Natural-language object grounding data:
== Segment start ==
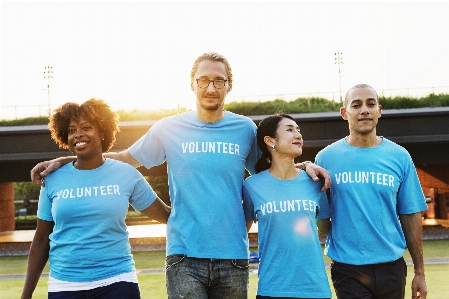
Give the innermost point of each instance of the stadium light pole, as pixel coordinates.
(339, 61)
(48, 70)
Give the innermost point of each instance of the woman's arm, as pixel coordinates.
(38, 257)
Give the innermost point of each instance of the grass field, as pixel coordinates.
(153, 285)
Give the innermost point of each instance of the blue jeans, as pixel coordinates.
(374, 281)
(198, 278)
(118, 290)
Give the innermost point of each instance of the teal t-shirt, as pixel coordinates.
(206, 167)
(291, 258)
(90, 240)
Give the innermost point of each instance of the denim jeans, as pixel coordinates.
(198, 278)
(118, 290)
(380, 281)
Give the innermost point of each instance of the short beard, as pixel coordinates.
(211, 107)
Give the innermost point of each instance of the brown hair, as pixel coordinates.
(212, 56)
(96, 110)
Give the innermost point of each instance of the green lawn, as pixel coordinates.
(153, 285)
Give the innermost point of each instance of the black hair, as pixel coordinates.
(268, 127)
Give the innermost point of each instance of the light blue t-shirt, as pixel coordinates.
(90, 241)
(370, 188)
(291, 259)
(206, 165)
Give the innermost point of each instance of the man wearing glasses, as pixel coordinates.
(206, 151)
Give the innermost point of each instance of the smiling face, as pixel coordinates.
(288, 139)
(362, 111)
(84, 138)
(210, 98)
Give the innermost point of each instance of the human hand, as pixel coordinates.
(39, 171)
(419, 287)
(315, 171)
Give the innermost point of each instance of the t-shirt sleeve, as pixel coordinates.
(410, 195)
(248, 205)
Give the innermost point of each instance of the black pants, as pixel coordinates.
(376, 281)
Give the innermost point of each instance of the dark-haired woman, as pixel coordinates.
(82, 208)
(288, 205)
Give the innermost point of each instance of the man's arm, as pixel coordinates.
(158, 211)
(38, 257)
(39, 171)
(324, 226)
(412, 228)
(249, 223)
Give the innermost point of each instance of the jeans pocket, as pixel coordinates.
(173, 260)
(240, 264)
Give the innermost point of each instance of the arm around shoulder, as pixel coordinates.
(123, 156)
(41, 170)
(315, 171)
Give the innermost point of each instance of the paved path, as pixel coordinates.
(253, 268)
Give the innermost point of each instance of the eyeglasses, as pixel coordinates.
(204, 83)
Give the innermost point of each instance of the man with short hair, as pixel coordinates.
(207, 151)
(375, 200)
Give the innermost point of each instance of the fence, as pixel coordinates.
(16, 112)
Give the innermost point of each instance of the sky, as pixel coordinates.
(139, 54)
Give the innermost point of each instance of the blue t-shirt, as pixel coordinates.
(90, 241)
(291, 259)
(370, 188)
(206, 165)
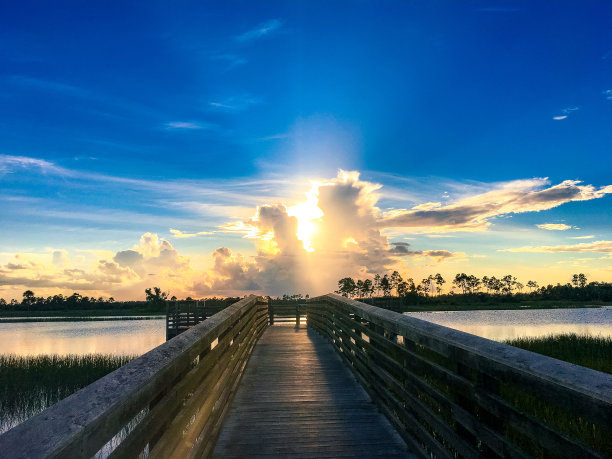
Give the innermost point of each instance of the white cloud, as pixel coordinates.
(190, 125)
(554, 226)
(474, 213)
(236, 103)
(9, 163)
(596, 246)
(262, 30)
(179, 234)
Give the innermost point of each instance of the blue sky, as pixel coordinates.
(122, 119)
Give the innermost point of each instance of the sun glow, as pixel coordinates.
(307, 214)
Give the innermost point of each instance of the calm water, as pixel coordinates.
(76, 337)
(139, 336)
(503, 325)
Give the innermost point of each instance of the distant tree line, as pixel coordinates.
(155, 300)
(472, 286)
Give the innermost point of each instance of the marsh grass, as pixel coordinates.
(29, 384)
(593, 352)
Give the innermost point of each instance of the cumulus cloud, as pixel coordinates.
(474, 213)
(153, 261)
(596, 247)
(554, 226)
(180, 235)
(403, 249)
(305, 245)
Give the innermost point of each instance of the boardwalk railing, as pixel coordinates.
(286, 313)
(169, 402)
(182, 315)
(453, 394)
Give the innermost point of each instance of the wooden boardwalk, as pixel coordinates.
(298, 399)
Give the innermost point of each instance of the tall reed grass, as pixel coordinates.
(30, 384)
(588, 351)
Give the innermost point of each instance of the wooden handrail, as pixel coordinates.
(171, 399)
(450, 393)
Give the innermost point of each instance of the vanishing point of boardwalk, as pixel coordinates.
(297, 399)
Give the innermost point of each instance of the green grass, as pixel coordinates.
(28, 385)
(593, 352)
(589, 351)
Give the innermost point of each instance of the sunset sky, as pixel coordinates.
(224, 148)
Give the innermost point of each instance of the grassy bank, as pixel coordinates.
(84, 313)
(589, 351)
(28, 385)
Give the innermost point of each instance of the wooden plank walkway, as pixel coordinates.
(298, 399)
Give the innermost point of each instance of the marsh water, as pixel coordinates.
(503, 325)
(137, 336)
(118, 336)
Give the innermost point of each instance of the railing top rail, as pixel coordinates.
(114, 399)
(531, 366)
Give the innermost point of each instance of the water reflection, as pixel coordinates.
(119, 337)
(502, 325)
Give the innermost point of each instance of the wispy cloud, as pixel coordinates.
(180, 235)
(262, 30)
(189, 125)
(50, 85)
(498, 9)
(554, 226)
(566, 112)
(236, 103)
(596, 246)
(10, 163)
(231, 60)
(475, 212)
(280, 136)
(403, 249)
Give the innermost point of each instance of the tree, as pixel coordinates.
(359, 288)
(155, 296)
(28, 298)
(368, 288)
(460, 281)
(473, 283)
(439, 280)
(578, 280)
(403, 288)
(532, 285)
(346, 286)
(395, 280)
(385, 285)
(486, 282)
(377, 283)
(427, 284)
(508, 283)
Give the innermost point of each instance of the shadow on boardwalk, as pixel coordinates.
(297, 399)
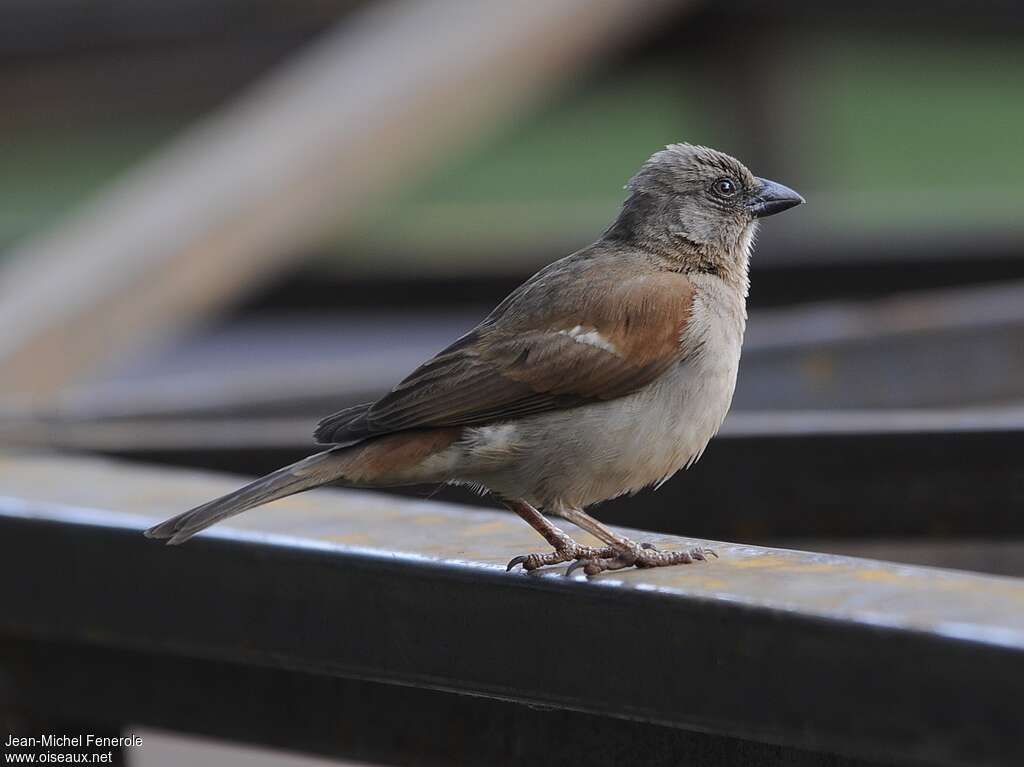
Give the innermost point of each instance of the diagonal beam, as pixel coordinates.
(378, 100)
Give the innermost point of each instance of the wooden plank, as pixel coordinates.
(360, 113)
(838, 654)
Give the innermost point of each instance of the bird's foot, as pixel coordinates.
(631, 554)
(566, 550)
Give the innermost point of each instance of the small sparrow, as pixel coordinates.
(604, 373)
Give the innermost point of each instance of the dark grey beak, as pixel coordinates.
(772, 198)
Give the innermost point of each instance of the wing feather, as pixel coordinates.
(567, 337)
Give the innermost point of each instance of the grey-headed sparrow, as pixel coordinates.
(604, 373)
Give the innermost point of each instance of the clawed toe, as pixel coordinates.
(514, 561)
(643, 556)
(562, 554)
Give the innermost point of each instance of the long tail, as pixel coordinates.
(302, 475)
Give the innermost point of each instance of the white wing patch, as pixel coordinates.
(590, 337)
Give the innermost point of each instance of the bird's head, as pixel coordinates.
(700, 202)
== Segment end ==
▶ **YOUR ASSIGNMENT**: Retype the data above exactly. Leave the pictures out.

▶ **RESULT OF THIS TASK**:
Give the innermost point of each instance of the stadium light pole, as pixel coordinates.
(339, 61)
(48, 70)
Give the innermost point of each instance of the woman's arm, as pixel coordinates.
(38, 257)
Give the innermost point of each instance of the grass field, as pixel coordinates.
(153, 285)
Give the innermost point of each instance of the blue jeans, as pixel coordinates.
(374, 281)
(198, 278)
(118, 290)
Give the innermost point of each instance of the teal t-shirt, as pixel coordinates.
(206, 167)
(291, 258)
(90, 240)
Give the innermost point of each instance of the denim jeans, as pixel coordinates.
(198, 278)
(118, 290)
(380, 281)
Give the innermost point of each instance of the short beard, as pixel coordinates.
(211, 107)
Give the innermost point of each instance of the brown hair, as pixel coordinates.
(212, 56)
(96, 110)
Give the innermost point of each instance of the green lawn, as pixel coordinates.
(153, 285)
Give the innermost point of each instance of the black hair, as pixel coordinates.
(268, 127)
Give the innermost point of each instance of the light blue t-shirt, as pixel coordinates.
(90, 241)
(370, 188)
(291, 259)
(206, 165)
Give the innermost point of each instance of the man wearing glasses, as pixel coordinates.
(206, 151)
Give the innermost point of each instance of the smiling face, as pixel coordinates.
(288, 139)
(362, 111)
(84, 138)
(210, 98)
Give the innermost point of each instance of the human hand, as pixel coordinates.
(39, 171)
(419, 287)
(315, 171)
Give the innermost point of each instance of the t-shirt sleeve, as pixel coordinates.
(410, 195)
(248, 205)
Give the innermost point of each instance of the black pants, as pixel coordinates.
(376, 281)
Give the innermost point of each instance of the dark-haired woman, as pixel coordinates.
(82, 208)
(288, 205)
Give the innermost point of each instance of the man's arm, as pixel coordinates.
(158, 211)
(38, 257)
(39, 171)
(324, 226)
(412, 228)
(249, 223)
Give the innermost point of each instance of the jeans pocket, as pixel coordinates.
(173, 260)
(240, 264)
Give the innermost point of each instance of the arm around shoulder, as pixel coordinates.
(123, 156)
(41, 170)
(315, 171)
Give the innermost point of each instance of the paved path, as pixel coordinates.
(253, 268)
Give the innermost point of each instance of the eyeglasses, as pixel coordinates.
(204, 83)
Give the innermost point of each instance of the man with short hair, as pixel coordinates.
(207, 151)
(375, 200)
Give the innermost point of each instance of the fence, as pixel coordinates.
(16, 112)
Give the innermost point of each instance of the sky, as pixel coordinates.
(139, 54)
Give the innermost point of each instance of the blue t-shirt, as pixel coordinates.
(90, 241)
(291, 259)
(370, 188)
(206, 165)
Give the innermost point of each instance of the white cloud, as pixel coordinates.
(190, 125)
(554, 226)
(474, 213)
(236, 103)
(9, 163)
(596, 246)
(262, 30)
(179, 234)
Give the innermost point of each instance of the blue sky, as pixel coordinates.
(122, 119)
Give the innermost point of each instance of the sun glow, as pixel coordinates.
(307, 214)
Give the innermost point of each instance of the calm water, as pixel coordinates.
(76, 337)
(139, 336)
(503, 325)
Give the innermost point of each instance of the distant tree line, as pixel coordinates.
(155, 300)
(472, 286)
Give the innermost point of each instance of the marsh grass, as pixel coordinates.
(29, 384)
(593, 352)
Give the innermost point of each instance of the cumulus cloud, as pixel coordinates.
(474, 213)
(153, 261)
(596, 247)
(554, 226)
(180, 235)
(403, 249)
(305, 245)
Give the innermost point of each instance of the boardwalk railing, as pixel coordinates.
(286, 313)
(169, 402)
(182, 315)
(453, 394)
Give the innermost point of each instance of the wooden boardwalk, as pixel coordinates.
(298, 399)
Give the innermost point of each instance of the tall reed grass, as pixel coordinates.
(30, 384)
(588, 351)
Give the innermost point of each instance of the wooden handrail, as pixel coordinates.
(171, 399)
(450, 393)
Give the innermost point of each instance of the vanishing point of boardwalk, as pixel coordinates.
(297, 399)
Give the innermost point of each instance of the green grass, as pixel coordinates.
(28, 385)
(593, 352)
(589, 351)
Give the innermost point of each instance of the sunset sky, as pixel coordinates.
(224, 148)
Give the innermost point of each instance of the grassy bank, as pixel coordinates.
(84, 313)
(589, 351)
(28, 385)
Give the innermost point of each instance of the wooden plank walkway, as pixel coordinates.
(298, 399)
Give the innermost point of each instance of the marsh water, as pixel coordinates.
(503, 325)
(137, 336)
(118, 336)
Give the innermost point of each instance of the railing top rail, as pixel coordinates.
(114, 399)
(531, 366)
Give the innermost point of each instance of the water reflection, as pixel coordinates.
(119, 337)
(502, 325)
Give the innermost point of each instance of the wispy cloud, as pixel coordinates.
(180, 235)
(262, 30)
(189, 125)
(50, 85)
(498, 9)
(554, 226)
(566, 112)
(236, 103)
(596, 246)
(10, 163)
(231, 60)
(475, 212)
(280, 136)
(403, 249)
Give the innermost point of each instance of the tree, as pixel coordinates.
(359, 288)
(155, 296)
(28, 298)
(368, 288)
(460, 281)
(473, 283)
(439, 280)
(578, 280)
(403, 288)
(532, 285)
(346, 286)
(395, 280)
(385, 285)
(486, 282)
(377, 283)
(427, 284)
(508, 283)
Give the innermost point of each instance of the shadow on boardwalk, as pixel coordinates.
(297, 399)
Give the innermost point of each instance of the diagonal beam, as pixel coordinates.
(378, 100)
Give the innermost point of each instance of the wooden plank, as pixel coordinates.
(360, 113)
(838, 654)
Give the innermost point of each instance of the bird's foot, as pixel coordinates.
(631, 554)
(566, 550)
Give the innermost point of each instance of the small sparrow, as pixel coordinates.
(604, 373)
Give the innermost point of each instance of the dark grey beak, as pixel coordinates.
(772, 198)
Give the innermost point of each instance of the wing feather, as pixel coordinates.
(567, 337)
Give the innermost point of each instance of the grey-headed sparrow, as pixel coordinates.
(604, 373)
Give the innermost point of each instance of the clawed toe, as pixel coordinates.
(514, 561)
(643, 556)
(562, 554)
Give the innermost point of each instance of the long tail, as pixel coordinates.
(302, 475)
Give the innermost point of each instance of the white wing patch, as pixel coordinates.
(590, 337)
Give the innermost point of each instance of the bird's head, as pixel coordinates.
(700, 202)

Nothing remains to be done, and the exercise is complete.